Série d'exercices:
1: D'après le texte sur Aimé Césaire, à quelle occasion le texte reproduit à la fin a-t-il été écrit ?
2: Transcrivez fidèlement le passage du texte sur Aimé Césaire qui va depuis les mots « Césaire fait déjà » jusqu'aux mots « ses 90 ans. ».

Extrait du document:
━━━
L'histoire en marche s'écrit et s'écrira encore avec les mots d'Aimé Césaire. (19.04.2008)
Aimé Césaire est mort. Il a donné au Nègre sa majuscule alors que les représentations collectives s’ingéniaient à déshumaniser le nègre systématiquement.
Indéniablement Césaire est le plus grand intellectuel noir de tous les temps. Cette affirmation peut rencontrer une controverse en raison de l’apport incommensurable d’autres leaders noirs comme Martin Luther King ou encore Cheikh Anta Diop. Mais si l’on considère la densité de l’écriture Césairienne, le rapport à l’histoire, la dimension humaniste et surtout la création de concept, indiscutablement c’est le plus grand intellectuel Nègre. Mais loin de son comparatif qui enfermerait dans une sorte de trombinoscope d’intellectuels noirs, Césaire a surtout contribué à enrichir l’humanisme. Son engagement sans faille pour l’Humain, et pas seulement le Nègre a entraîné son succès planétaire. Il me semble, l’information doit être vérifiée, que c’est l’individu qui a eu le plus de congrès et colloques à son nom de son vivant. Il faut être aux Antilles pour comprendre comment cet homme a porté l’identité d’opprimés. Sa plus grande réussite demeure dans le désenclavement de l’identité Nègre pour qu’elle prenne une place dans l’humanité.
Aujourd’hui les hommages pleuvent. En place et lieu d’un nouveau discours de félicités, je vous porte un texte que j’ai écrit à Césaire lors de son 90ème anniversaire. L’ambition était de souligner le croisement entre l’anniversaire de Césaire et celui de Toussaint Louverture. D’autre part, je soulignais l’entrée de Césaire dans l’immortalité au travers de son œuvre. Je pense que certaines lignes prennent plus d’ampleur aujourd’hui il, surtout que Césaire avait affectueusement reçu ces lignes. Le texte original est disponible sur Potomitan.
L'histoire en marche s'écrit et s'écrira encore avec les mots d'Aimé Césaire.
Césaire fait déjà partie de ces hommes sur lesquels on a beaucoup écrit, pas assez écrit, mal écrit, et sur qui on écrira. Celui que l'on appelle le chantre de la négritude vient de souffler en Martinique, en présence d'anonymes, d'hommes de lettres, de politiciens de tous bords ses 90 ans.
Il est prétentieux de pouvoir à l'occasion de cet anniversaire, sous quelque format que ce soit, aborder de manière complète ne serait-ce qu'un pan de l'œuvre Césairienne dont les ramifications sont encore à venir. De plus, le meilleur cadeau que souhaiterait certainement Césaire est à ce jour inaccessible, à savoir la joie de voir gommer les différences entre les êtres, différences toutes sociales, présentées de plus en plus comme ontologique, enrichies par les stratégies socio-politiques, hormis évidemment les dissemblances anthropologiques, qui sont d'ailleurs d'une nécessité salvatrice.
━━━
Données fournies:

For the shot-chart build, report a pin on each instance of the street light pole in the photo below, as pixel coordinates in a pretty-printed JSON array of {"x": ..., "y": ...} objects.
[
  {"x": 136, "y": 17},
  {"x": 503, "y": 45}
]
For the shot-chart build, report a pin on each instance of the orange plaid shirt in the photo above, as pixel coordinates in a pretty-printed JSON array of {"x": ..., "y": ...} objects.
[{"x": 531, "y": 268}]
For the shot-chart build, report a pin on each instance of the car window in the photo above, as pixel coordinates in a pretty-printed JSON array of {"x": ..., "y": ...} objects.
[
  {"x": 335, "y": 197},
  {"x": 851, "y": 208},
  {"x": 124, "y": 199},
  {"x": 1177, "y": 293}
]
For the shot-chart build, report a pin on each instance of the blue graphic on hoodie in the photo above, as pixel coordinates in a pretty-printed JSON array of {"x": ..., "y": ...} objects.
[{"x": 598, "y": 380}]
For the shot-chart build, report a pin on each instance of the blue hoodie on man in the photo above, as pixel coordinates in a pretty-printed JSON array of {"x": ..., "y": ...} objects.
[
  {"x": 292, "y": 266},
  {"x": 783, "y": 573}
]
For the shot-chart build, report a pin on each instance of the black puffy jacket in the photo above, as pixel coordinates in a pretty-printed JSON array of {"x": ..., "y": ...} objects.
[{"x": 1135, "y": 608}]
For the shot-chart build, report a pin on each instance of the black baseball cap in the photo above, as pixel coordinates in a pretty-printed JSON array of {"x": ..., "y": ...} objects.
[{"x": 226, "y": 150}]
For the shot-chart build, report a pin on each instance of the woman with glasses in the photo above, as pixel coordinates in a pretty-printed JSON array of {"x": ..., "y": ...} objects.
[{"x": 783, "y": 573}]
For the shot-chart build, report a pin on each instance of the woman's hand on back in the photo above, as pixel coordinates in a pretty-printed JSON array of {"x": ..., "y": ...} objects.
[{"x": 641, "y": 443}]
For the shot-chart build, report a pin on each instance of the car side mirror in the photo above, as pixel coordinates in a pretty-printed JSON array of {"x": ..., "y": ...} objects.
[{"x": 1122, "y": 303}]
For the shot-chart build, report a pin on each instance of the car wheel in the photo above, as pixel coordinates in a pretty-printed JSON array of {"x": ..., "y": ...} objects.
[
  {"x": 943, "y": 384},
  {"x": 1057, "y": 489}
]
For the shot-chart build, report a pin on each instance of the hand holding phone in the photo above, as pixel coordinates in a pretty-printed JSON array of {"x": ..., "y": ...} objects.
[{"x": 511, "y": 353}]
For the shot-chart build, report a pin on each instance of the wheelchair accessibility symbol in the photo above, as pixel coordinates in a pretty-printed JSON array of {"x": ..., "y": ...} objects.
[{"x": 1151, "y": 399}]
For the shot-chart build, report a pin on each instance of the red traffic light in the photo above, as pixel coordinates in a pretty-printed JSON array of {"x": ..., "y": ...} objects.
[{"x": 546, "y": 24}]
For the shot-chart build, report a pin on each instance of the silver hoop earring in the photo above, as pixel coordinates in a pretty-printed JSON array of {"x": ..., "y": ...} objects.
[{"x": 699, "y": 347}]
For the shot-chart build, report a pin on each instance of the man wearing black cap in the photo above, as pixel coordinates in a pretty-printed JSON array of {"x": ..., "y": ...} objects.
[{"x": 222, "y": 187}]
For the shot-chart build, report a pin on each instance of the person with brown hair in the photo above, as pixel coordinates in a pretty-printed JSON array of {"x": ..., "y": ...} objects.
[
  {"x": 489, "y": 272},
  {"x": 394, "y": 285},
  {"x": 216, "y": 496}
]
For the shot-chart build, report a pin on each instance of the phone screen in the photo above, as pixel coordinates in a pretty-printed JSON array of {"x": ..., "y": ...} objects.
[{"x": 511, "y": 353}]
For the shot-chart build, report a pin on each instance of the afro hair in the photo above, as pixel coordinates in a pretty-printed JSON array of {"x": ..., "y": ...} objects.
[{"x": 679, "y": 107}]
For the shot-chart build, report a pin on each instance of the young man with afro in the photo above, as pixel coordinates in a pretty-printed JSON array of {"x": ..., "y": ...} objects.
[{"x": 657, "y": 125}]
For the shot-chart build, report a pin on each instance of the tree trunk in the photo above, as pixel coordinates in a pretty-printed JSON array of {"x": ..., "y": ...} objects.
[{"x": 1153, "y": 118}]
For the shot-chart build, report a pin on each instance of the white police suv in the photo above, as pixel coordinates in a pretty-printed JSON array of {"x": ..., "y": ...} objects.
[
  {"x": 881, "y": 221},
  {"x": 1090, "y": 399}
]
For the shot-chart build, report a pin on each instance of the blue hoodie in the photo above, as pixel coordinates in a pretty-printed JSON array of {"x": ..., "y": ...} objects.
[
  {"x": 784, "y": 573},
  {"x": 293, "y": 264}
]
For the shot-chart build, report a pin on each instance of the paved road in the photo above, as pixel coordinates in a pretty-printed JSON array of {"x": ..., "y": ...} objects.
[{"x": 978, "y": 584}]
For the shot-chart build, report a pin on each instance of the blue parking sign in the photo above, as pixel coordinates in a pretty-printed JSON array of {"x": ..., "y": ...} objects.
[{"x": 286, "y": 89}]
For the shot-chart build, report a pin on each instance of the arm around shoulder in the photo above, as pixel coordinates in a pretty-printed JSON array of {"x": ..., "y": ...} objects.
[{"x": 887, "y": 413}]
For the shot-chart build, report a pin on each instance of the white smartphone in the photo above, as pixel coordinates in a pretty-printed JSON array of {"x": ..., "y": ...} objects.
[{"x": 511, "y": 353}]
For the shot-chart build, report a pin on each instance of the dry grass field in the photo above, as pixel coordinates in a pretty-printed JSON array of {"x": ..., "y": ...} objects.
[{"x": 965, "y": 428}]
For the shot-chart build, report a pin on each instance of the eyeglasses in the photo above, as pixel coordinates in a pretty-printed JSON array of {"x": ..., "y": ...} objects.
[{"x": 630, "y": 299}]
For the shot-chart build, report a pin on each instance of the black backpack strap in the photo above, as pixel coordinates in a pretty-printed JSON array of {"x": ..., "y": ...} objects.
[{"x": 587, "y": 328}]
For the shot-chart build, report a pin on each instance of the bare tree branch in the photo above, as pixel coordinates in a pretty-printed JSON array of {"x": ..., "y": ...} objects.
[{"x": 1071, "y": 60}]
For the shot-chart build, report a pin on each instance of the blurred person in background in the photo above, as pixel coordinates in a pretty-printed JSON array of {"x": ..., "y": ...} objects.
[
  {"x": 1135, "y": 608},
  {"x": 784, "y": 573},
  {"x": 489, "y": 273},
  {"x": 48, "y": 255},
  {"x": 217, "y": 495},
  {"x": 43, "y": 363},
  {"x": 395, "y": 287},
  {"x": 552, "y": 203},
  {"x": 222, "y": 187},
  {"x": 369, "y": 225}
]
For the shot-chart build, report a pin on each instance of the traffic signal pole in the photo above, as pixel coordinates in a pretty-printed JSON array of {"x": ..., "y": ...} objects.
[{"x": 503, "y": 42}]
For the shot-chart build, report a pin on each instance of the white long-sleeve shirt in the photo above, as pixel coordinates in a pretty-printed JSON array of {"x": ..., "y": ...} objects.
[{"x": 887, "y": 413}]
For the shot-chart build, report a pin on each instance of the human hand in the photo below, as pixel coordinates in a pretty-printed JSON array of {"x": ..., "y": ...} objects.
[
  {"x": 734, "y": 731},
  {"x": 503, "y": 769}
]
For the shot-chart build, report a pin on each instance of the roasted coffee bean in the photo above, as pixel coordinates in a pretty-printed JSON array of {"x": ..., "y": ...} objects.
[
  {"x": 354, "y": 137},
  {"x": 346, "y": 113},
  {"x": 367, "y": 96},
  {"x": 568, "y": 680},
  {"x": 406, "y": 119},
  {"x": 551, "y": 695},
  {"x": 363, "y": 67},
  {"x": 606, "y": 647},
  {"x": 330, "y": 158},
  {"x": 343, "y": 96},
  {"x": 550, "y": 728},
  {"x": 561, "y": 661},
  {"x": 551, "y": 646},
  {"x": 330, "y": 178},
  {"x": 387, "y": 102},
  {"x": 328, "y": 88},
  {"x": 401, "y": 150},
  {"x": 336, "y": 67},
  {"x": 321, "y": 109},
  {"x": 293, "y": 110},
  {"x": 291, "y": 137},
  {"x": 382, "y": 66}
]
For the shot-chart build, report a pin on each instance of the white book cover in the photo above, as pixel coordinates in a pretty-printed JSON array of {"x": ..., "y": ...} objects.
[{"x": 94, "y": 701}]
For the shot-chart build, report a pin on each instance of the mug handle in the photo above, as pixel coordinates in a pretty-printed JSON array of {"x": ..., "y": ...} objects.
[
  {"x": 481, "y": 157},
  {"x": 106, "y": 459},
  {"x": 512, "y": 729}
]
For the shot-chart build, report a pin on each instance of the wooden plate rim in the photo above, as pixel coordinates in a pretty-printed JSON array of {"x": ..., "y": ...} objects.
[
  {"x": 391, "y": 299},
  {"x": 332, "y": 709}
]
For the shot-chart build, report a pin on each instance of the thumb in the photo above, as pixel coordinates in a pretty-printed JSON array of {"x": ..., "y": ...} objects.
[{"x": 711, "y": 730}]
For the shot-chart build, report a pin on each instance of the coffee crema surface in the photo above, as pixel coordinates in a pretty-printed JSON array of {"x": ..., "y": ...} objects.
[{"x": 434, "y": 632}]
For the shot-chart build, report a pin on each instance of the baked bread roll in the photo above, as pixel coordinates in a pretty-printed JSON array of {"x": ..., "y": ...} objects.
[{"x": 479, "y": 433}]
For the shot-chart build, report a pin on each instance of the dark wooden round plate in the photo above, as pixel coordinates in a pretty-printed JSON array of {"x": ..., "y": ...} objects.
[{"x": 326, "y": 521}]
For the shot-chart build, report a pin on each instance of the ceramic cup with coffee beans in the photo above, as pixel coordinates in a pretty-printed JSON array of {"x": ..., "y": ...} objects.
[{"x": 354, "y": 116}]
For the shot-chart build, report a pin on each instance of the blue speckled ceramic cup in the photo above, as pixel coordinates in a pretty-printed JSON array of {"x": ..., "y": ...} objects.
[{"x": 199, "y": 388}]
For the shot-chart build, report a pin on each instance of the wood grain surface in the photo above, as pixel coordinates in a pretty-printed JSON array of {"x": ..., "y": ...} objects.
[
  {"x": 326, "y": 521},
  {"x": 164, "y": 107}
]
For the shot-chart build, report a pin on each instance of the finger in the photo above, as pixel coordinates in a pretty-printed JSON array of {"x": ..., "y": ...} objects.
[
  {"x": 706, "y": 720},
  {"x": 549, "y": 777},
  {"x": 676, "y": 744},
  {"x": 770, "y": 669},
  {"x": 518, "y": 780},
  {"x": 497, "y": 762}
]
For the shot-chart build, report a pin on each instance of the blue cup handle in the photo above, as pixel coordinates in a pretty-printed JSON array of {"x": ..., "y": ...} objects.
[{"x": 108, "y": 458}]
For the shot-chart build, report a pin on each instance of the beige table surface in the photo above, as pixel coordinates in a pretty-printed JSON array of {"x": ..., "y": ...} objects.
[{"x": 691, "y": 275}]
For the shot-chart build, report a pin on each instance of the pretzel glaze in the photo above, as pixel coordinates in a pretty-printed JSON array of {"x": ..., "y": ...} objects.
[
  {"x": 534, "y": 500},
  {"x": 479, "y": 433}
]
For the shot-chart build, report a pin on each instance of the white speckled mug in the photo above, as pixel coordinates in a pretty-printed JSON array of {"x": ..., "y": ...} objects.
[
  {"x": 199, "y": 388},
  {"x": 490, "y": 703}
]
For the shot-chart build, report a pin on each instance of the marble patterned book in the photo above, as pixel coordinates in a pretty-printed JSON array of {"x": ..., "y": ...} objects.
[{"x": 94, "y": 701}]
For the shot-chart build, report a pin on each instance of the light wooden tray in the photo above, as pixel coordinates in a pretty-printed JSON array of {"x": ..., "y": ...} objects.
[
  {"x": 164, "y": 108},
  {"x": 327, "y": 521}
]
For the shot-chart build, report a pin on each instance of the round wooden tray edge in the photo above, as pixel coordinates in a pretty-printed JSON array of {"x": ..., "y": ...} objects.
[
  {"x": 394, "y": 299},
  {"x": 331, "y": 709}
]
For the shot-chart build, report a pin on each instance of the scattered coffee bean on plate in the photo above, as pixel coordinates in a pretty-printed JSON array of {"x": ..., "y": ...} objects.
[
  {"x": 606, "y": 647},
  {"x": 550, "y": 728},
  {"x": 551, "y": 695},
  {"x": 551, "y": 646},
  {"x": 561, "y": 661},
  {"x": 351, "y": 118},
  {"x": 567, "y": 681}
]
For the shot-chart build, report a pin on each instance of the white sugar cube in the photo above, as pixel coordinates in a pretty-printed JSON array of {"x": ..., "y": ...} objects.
━━━
Résultats des exercices:
1: Il a été écrit pour le 90e anniversaire d'Aimé Césaire.

2:
Césaire fait déjà partie de ces hommes sur lesquels on a beaucoup écrit, pas assez écrit, mal écrit, et sur qui on écrira. Celui que l'on appelle le chantre de la négritude vient de souffler en Martinique, en présence d'anonymes, d'hommes de lettres, de politiciens de tous bords ses 90 ans.